───── Page excerpt
Servile Howard accused of putting US first

Prime Minister John Howard has been roasted by a senior statesman for his slavish support of America’s Bush administration.

The humiliating attack was made by former conservative Prime Minister Malcolm Fraser in an article written for the Sydney Morning Herald.

Fraser said the government was compromising the rights of its citizens by fawning over the US. He claimed subservient policies were making Australia lose its influence in the Asia-Pacific region.
  
Fraser, who led a Liberal-National coalition government from 1975 to 1983, said it was time to ask whose national interests the government was serving.
  
He cited the controversy surrounding Howard’s claim Iraq tried to buy African uranium, an issue dismissed by US National Security Advisor Condolezza Rice as “just 16 words” in the president’s state of the union speech.
  
The former PM said it was “inconceivable” the prime minister’s department would not have alerted him to the truth about the nuclear claims had it been aware of them, and “impossible” to believe it did not know.

Australians abroad unprotected
  
The article also accused the government of failing to stand up for Australians held by the United States since the Afghan war, and its “meek acceptance” of the detention of former Taliban fighter, David Hicks.
  
The harsh criticism coincided with an interview in which US Deputy Secretary of State, Richard Armitage, heaped praise on Australia and envisaged a broader alliance based on global military co-operation and trade.
  
“I don’t know how to overstate the importance of Australia’s contribution in Iraq to the United States,” Armitage told the paper.
  
Fraser said the prosecution by the United States of Hicks in a military trial posed the question of whether Australia was any longer “able to stand up for Australians who may need the protection of their nationality.”
  
Opposition parties, civil libertarians and lawyers are pressing the government to demand the repatriation of Hicks, held at the notorious Guantanamo Bay prison camp.
  
His repatriation would probably mean his release because various legal experts have said he is unlikely to have broken any Australian laws.
──────────
───── Material supplied
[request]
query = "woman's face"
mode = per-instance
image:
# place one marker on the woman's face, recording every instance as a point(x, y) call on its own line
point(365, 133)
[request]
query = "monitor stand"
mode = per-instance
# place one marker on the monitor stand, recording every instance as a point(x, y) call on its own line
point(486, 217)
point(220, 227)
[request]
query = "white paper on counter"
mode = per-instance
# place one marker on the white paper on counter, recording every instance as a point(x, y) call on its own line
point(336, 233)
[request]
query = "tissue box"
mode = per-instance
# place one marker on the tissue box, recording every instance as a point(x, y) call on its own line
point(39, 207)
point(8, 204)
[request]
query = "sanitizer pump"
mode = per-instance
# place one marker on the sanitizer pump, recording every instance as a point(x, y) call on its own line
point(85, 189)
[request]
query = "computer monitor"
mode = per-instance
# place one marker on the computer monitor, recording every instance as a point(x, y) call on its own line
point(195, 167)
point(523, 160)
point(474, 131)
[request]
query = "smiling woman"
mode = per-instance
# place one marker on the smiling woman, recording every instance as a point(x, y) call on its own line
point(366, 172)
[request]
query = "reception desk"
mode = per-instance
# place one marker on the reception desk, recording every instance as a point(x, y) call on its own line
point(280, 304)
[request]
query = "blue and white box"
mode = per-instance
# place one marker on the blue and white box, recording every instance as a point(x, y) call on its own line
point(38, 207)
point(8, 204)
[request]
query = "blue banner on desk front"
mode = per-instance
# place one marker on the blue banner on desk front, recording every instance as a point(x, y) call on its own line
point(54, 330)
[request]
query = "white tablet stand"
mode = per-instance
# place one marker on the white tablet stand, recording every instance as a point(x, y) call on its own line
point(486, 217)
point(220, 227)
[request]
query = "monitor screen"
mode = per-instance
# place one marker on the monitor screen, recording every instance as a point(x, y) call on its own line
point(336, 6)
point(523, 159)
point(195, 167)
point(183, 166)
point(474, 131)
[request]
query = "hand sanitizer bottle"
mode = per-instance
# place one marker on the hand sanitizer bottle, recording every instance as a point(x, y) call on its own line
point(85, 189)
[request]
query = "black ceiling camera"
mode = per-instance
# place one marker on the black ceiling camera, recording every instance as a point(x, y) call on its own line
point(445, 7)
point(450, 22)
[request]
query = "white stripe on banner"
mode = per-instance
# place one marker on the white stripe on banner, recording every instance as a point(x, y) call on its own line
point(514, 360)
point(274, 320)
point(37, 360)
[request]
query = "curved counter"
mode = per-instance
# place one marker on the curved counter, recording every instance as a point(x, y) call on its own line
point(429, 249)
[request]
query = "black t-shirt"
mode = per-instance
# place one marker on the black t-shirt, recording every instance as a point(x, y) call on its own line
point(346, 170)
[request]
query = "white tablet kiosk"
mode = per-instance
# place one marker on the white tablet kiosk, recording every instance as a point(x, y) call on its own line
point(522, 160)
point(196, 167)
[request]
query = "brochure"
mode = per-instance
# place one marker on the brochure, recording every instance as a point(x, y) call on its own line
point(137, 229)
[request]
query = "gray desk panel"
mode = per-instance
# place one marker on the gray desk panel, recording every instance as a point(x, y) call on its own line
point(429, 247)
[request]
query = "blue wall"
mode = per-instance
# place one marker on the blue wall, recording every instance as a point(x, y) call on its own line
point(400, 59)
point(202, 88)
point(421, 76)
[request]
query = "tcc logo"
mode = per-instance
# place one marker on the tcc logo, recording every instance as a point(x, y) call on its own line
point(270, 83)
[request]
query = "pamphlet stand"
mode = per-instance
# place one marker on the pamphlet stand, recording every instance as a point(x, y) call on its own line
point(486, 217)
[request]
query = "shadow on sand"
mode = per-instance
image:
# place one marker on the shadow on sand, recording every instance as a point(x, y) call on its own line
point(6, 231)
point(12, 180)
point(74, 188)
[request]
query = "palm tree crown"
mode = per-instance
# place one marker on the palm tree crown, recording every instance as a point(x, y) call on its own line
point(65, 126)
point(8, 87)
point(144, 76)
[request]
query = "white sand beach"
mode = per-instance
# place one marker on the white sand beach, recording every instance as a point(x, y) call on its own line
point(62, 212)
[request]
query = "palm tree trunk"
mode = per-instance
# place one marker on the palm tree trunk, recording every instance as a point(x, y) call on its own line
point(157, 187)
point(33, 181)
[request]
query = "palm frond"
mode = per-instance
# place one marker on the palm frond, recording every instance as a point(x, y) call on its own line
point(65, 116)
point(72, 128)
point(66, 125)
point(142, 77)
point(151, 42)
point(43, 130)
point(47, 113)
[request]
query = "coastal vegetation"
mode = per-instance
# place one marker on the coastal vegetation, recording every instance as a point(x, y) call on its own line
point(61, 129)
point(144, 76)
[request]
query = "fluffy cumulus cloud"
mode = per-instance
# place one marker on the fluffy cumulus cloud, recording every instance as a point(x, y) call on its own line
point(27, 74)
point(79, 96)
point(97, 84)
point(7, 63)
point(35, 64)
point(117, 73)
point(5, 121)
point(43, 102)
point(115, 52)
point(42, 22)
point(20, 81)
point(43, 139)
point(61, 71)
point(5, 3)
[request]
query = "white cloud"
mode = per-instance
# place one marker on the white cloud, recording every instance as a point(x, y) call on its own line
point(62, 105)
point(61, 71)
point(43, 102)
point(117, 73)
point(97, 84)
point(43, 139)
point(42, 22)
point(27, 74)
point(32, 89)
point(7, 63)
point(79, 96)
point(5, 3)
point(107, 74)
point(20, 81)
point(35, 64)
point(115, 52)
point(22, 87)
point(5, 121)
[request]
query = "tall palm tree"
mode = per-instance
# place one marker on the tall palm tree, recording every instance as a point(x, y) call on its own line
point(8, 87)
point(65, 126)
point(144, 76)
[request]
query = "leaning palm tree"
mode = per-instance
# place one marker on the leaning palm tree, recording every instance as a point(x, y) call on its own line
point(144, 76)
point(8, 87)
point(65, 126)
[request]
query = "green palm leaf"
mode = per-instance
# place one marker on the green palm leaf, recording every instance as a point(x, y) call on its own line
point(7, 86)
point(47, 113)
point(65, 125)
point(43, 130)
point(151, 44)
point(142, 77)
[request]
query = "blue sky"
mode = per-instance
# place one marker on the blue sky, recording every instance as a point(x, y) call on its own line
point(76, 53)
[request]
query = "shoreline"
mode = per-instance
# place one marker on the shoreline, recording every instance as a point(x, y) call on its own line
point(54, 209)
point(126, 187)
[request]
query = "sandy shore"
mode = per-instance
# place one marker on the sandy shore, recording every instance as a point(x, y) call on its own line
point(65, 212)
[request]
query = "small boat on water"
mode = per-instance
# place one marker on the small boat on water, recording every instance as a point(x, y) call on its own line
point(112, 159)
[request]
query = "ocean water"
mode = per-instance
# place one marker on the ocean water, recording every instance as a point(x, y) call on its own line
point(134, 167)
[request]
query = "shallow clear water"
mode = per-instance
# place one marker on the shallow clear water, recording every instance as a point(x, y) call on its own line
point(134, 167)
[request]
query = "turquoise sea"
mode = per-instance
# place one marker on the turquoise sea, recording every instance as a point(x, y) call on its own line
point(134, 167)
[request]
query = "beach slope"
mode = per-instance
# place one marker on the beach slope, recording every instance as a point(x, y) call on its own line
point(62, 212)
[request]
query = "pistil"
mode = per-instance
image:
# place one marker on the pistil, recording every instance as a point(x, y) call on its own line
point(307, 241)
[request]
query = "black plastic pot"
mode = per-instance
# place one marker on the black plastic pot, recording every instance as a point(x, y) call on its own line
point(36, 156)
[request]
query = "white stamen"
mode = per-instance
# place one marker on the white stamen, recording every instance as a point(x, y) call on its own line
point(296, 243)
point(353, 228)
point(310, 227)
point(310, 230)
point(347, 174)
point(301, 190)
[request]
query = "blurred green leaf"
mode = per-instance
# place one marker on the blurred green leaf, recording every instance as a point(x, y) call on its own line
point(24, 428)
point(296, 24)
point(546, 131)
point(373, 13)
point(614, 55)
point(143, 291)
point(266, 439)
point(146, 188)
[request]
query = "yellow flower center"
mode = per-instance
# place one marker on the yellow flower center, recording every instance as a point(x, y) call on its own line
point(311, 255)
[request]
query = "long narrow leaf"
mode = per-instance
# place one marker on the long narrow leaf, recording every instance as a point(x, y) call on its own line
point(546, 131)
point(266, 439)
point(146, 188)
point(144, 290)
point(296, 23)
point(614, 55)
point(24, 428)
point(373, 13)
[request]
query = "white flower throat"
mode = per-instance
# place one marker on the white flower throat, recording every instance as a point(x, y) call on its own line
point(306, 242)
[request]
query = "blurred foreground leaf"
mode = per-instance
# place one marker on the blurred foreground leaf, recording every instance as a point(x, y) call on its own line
──────────
— What to do —
- 1) According to the news article about Howard, during which years did Malcolm Fraser lead a Liberal-National coalition government?
- 2) Duplicate the passage of the news article about Howard that begins at the words "The humiliating attack" and stops after the words "government was serving.".
- 3) Render this sentence from the news article about Howard into Spanish: "Opposition parties, civil libertarians and lawyers are pressing the government to demand the repatriation of Hicks, held at the notorious Guantanamo Bay prison camp."

— Answers to this exercise —
- 1) From 1975 to 1983.

- 2)
The humiliating attack was made by former conservative Prime Minister Malcolm Fraser in an article written for the Sydney Morning Herald.

Fraser said the government was compromising the rights of its citizens by fawning over the US. He claimed subservient policies were making Australia lose its influence in the Asia-Pacific region.
  
Fraser, who led a Liberal-National coalition government from 1975 to 1983, said it was time to ask whose national interests the government was serving.

- 3) Los partidos de la oposición, los defensores de las libertades civiles y los abogados están presionando al gobierno para que exija la repatriación de Hicks, detenido en el tristemente célebre campo de prisioneros de la bahía de Guantánamo.